**WRITTEN TASK A:** In the assembly-language thread, how long does Mithras say they had been lurking on the list?
**WRITTEN TASK B:** List every kind of instruction that the assembly-language thread says skilled asm hackers are needed to make compilers use.
**WRITTEN TASK C:** Write the next part of the assembly-language thread, picking up after its last line.

**SUPPLIED PASSAGE:**
-=-=-
On 10-Jan-2000 Mithras wrote:
> 
> I've been lurking on this list for the past year and a half, but this
> topic is very important to my self-education efforts.
> 
> On Fri, 7 Jan 2000, Erik wrote:
>> > Yes, knowing assembler is important, and even with todays compilers,
>> > sometimes you have to use assembler. For example, we have a sound mixer
> ...
>> > blending blitter", moving a few megs per second of data)... Turned out
>> > okay without it (Quadra is a simple game), but maybe it would help my
>> > 486 if I did it.
>> > 
>> 
>> I don't think you should learn assembly to use it occasionally... I really
>> doubt there's a serious need. I think asm is important to learn so you
>> understand why x++ is better than x=x+1 (unless the compiler optimizes that
>> for
>> you...). And stuff like loops... having an idea of how that gets handled by
>> the
>> machine lets you make your programs more friendly to the machine. (but we
>> still
>> need skilled asm hackers to glue together the compilers so they use mmx and
>> 3dnow and superdoopermegahyperglobalultra4324252 instructions... :)
-=-=-
Dataset rows:

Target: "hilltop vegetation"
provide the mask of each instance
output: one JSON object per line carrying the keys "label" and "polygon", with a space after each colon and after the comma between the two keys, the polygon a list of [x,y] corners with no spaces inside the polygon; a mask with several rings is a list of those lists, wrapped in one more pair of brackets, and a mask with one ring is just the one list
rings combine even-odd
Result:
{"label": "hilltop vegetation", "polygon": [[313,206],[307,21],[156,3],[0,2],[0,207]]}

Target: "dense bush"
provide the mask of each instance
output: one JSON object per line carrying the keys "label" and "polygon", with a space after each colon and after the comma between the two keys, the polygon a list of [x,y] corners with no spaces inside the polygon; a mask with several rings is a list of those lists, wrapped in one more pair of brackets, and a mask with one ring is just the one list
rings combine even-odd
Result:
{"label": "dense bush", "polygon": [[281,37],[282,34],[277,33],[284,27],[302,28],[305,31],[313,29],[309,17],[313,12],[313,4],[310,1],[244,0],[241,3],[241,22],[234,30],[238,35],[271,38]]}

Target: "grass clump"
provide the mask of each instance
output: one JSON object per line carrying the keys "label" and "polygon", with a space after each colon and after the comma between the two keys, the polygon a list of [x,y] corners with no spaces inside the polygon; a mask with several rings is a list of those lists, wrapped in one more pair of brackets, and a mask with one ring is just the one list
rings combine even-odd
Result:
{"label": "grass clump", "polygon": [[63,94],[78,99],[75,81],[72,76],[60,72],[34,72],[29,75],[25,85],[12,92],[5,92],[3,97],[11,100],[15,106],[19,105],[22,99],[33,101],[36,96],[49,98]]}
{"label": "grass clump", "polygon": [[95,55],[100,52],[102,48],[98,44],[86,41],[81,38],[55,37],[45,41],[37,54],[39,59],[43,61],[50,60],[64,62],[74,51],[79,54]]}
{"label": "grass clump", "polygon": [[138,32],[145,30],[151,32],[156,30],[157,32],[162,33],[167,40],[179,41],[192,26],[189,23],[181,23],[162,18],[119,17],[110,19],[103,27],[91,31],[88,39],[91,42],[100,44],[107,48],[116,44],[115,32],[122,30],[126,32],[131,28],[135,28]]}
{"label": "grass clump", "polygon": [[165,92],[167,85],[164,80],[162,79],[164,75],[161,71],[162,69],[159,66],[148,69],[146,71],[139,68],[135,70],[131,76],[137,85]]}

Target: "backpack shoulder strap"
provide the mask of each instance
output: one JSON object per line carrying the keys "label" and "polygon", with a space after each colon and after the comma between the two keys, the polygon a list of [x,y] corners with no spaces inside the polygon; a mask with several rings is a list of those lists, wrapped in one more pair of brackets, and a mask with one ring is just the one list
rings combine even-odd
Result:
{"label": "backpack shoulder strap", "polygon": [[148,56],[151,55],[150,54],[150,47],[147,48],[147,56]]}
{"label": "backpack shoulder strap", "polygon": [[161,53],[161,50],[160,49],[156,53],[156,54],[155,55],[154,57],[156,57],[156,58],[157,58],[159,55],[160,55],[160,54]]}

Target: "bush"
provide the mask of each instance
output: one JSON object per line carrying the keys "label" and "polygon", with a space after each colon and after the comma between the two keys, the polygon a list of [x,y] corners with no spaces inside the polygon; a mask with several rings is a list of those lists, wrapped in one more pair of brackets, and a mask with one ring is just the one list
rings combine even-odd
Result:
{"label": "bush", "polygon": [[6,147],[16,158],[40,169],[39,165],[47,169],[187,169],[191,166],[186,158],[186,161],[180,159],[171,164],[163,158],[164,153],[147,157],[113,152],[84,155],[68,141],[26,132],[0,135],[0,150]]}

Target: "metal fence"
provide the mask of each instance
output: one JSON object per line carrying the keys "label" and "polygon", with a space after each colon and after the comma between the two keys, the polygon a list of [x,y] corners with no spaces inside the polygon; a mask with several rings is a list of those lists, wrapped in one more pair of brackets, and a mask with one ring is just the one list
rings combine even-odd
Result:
-=-=-
**WRITTEN ANSWER A:** For the past year and a half.

**WRITTEN ANSWER B:** mmx, 3dnow, superdoopermegahyperglobalultra4324252

**WRITTEN ANSWER C:**
> 
> This question, the true priority of assembler for linux game hacking, is
> very important to me.  I don't yet have the experience to support an
> opinion of my own, but I have got a book by Michael Abrash on graphics
> programming.  I don't intend that his reputation alone should be a point
> in the debate, but since choosing his book to guide my education in
> graphics programming, I'm interested in how much the current wisdom of the 
> mailing list agrees with his opinion:
> 

I haven't read his work, but I've heard people complain that his solution to
everything is assembly... 

Before 3d accelerator cards started becoming popular, assembly was pretty much
required for fast 2d, much less 3d. However, with opengl and shtuff, all the
intensive operations where asm shines are being exported to specialized
hardware. Double buffering used to be a critical place for assembly, now we
just do glXSwapBuffers() or glutSwapBuffers() and it does it on the card,
stealing essentially 0 time from your program. Things like light calculation
are all on the card (unless you write your own, as many profession games do).
It used to be critical to games, now it's not.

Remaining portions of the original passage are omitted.